_Exercise text_:

• • • • • • •

In England, covid vaccine uptake among adults in the general population, and among staff in NHS and older adult care homes, is generally high: 87%, 90%, and 87% of these respective groups have been vaccinated with at least one dose,4 although the accuracy of the data on care home workers has been questioned.5 However, uptake varies geographically and between sociodemographic groups, with lower uptake or intended uptake (hesitancy) among some minority ethnic groups also reported.678
Of concern, a large study of healthcare workers reported that those in patient facing roles, including nurses, nursing associates, and midwives, were more likely to be hesitant.7 Health and social care workers are obviously not immune to vaccine concerns or susceptibility to misinformation. As with the general population,6 exploring the reasons for vaccine hesitancy among these workers is fundamental to informing interventions to improve uptake.78
Initiatives to improve vaccine uptake
Hospital trusts have reported successful initiatives to improve staff vaccine uptake, which address the main reasons for hesitancy.91011 These include improving access and providing support for booking vaccine appointments; providing evidence based information in various formats and languages, including regular question and answer sessions in online webinars; and drop-in sessions where concerns are acknowledged and dealt with non-judgmentally.
An “active listening” approach to providing information, while recommending vaccination, builds trust—a key factor in vaccine acceptance.12 Importantly, vaccine advocates and ambassadors involved in these initiatives were mainly from minority ethnic groups. Staff reported that vaccine confidence among more senior colleagues, particularly clinicians, was influential.7 Since healthcare workers, together with the NHS, are the public’s most trusted source of information about covid vaccine,6 such strategies may also help to improve vaccine confidence among the wider population.

• • • • • • •

_Questions_:
A) According to the passage on covid vaccine uptake, what percentage of staff in the NHS in England have received at least one dose?
B) List the patient-facing roles that the covid vaccine passage names as more likely to be hesitant.
C) Continue the passage on covid vaccine uptake among health and care workers from its final sentence.

• • • • • • •

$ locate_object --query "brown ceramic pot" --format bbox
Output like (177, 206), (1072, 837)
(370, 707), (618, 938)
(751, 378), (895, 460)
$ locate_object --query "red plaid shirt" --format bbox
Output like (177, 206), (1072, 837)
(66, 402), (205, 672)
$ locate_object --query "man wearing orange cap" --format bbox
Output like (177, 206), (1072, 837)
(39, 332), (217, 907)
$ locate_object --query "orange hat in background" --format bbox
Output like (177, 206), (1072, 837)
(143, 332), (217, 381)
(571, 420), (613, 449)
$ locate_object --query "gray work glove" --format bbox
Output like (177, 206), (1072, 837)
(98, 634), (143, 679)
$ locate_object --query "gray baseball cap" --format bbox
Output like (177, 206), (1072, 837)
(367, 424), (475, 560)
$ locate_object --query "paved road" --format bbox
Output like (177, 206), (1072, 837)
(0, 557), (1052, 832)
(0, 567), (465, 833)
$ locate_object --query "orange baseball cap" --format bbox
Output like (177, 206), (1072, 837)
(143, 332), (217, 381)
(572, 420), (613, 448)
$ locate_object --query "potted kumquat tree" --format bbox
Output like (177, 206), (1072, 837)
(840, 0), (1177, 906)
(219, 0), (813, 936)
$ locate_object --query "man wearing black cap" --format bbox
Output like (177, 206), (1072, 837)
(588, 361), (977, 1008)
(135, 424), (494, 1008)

• • • • • • •

_Responses by task_:
A) 90%

B) Nurses, nursing associates, and midwives.

C)
In the context of concerns about suboptimal vaccine uptake, mandatory vaccination can seem a straightforward solution, requiring less resource than other interventions, but it has downsides. Notably, it may risk increasing resistance to vaccination by damaging trust in the government and other organisations.8 This is of particular concern among ethnic minorities, who are over-represented among health and social care workers, have been disproportionately affected by covid-19, are less likely to trust government sources of information, and are more likely to be vaccine hesitant.6
In a recent public consultation, 47% of care home workers did not support mandatory vaccination.13 There are reports of staff threatening to leave rather than be forced to be vaccinated, which is a particular concern owing to shortages in NHS and care home staff.14 Although this does not seem to have been borne out in Australia, where flu vaccine is mandatory for some health and social care staff,15 enforcing vaccination risks damaging the morale of an already pressured essential workforce.
To maximise uptake, mandatory vaccination should be the last resort when other measures have failed. But vaccine uptake is generally already high in health and care workers, and it can be improved with less extreme measures. The UK already has highly successful vaccine programmes across the life course without recourse to compulsion; introducing such a coercive practice now, even if only for specific groups, represents a slippery slope that is best left untrodden.
Footnotes
Competing interests (MP): I have read and understood BMJ policy on declaration of interests and have no relevant interests to declare.
Competing interests (HB/MS/MU): We have read and understood BMJ policy on declaration of interests and declare the following interests: HB is a member of the NICE guideline committee: Vaccine Uptake in the General Population. MS and MU have no competing interests to declare.
Provenance and peer review: Commissioned; not externally peer reviewed.